• Records for this exercise:
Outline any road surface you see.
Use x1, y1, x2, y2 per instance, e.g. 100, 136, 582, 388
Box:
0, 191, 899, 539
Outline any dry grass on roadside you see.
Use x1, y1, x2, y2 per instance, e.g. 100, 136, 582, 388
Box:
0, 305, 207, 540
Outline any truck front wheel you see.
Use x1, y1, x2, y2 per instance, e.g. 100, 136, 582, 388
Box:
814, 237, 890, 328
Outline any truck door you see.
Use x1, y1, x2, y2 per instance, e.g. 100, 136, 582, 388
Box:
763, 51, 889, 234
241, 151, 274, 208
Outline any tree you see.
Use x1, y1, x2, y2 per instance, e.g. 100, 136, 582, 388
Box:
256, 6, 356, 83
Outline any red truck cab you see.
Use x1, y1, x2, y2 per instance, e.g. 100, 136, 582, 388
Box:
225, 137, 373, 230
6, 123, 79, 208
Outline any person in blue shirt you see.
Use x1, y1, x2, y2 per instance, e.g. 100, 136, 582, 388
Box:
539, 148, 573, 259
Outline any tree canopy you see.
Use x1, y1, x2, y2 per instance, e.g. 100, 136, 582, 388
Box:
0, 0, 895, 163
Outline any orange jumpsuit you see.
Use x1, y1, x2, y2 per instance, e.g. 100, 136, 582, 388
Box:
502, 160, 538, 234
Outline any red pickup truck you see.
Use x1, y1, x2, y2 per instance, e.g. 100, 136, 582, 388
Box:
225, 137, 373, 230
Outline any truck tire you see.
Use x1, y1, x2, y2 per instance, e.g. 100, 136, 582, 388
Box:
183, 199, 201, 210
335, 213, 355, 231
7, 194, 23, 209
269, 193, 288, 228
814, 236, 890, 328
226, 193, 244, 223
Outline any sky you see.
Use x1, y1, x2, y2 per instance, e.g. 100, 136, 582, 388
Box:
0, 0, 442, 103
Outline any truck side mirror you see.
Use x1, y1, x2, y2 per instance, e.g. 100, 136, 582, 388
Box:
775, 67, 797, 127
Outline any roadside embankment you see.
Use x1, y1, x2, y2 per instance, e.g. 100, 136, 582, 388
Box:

• Brief:
Give an exact transcription of all the material.

• Exercise result:
Outline any road surface you see.
Use x1, y1, x2, y2 per instance, e.g. 100, 136, 582, 388
Box:
0, 191, 899, 539
Outline any dry grass on roadside you see.
Use x1, y1, x2, y2 per instance, e.g. 100, 136, 582, 388
Box:
0, 305, 207, 540
Outline any truck front wheel you see.
Use x1, y1, x2, y2 per instance, e.g. 100, 136, 582, 388
Box:
814, 237, 890, 328
Outline any truck door you see.
Use x1, y1, x2, y2 per instance, e.g. 100, 136, 582, 388
Box:
763, 51, 889, 234
241, 151, 274, 208
Outline any tree you see.
Use x1, y1, x2, y2 per instance, e.g. 100, 136, 582, 388
Box:
256, 6, 356, 83
Outline any red truck cab you see.
Use x1, y1, x2, y2 per instance, e.g. 100, 136, 582, 388
Box:
225, 137, 373, 230
6, 123, 79, 208
Outline any person in blue shirt you see.
Use x1, y1, x2, y2 per instance, e.g. 100, 136, 582, 388
Box:
539, 148, 573, 259
Outline any tree canopy you see.
Use x1, y1, x2, y2 per instance, e.g. 100, 136, 582, 388
Box:
0, 0, 895, 163
Outline any orange jumpsuit you see.
Use x1, y1, x2, y2 per instance, e.g. 100, 136, 582, 388
Box:
502, 160, 538, 234
Outline any red pickup truck you see.
Use x1, y1, x2, y2 per instance, e.g. 100, 136, 582, 388
Box:
225, 137, 373, 230
Outline any truck tire you see.
Use x1, y1, x2, y2 per instance, e.g. 100, 136, 582, 388
Box:
183, 199, 201, 210
335, 213, 355, 231
7, 194, 23, 209
269, 193, 288, 228
814, 236, 890, 328
226, 193, 244, 223
Outline any sky you see.
Use x1, y1, x2, y2 per instance, e.g. 100, 136, 582, 388
Box:
0, 0, 442, 103
Outline any truck side mirror you see.
Use x1, y1, x2, y2 per instance, e.g. 100, 136, 582, 388
Box:
775, 67, 797, 127
Outline any roadside embankment you see.
Use x1, y1, x2, y2 per instance, e.g. 100, 136, 582, 388
Box:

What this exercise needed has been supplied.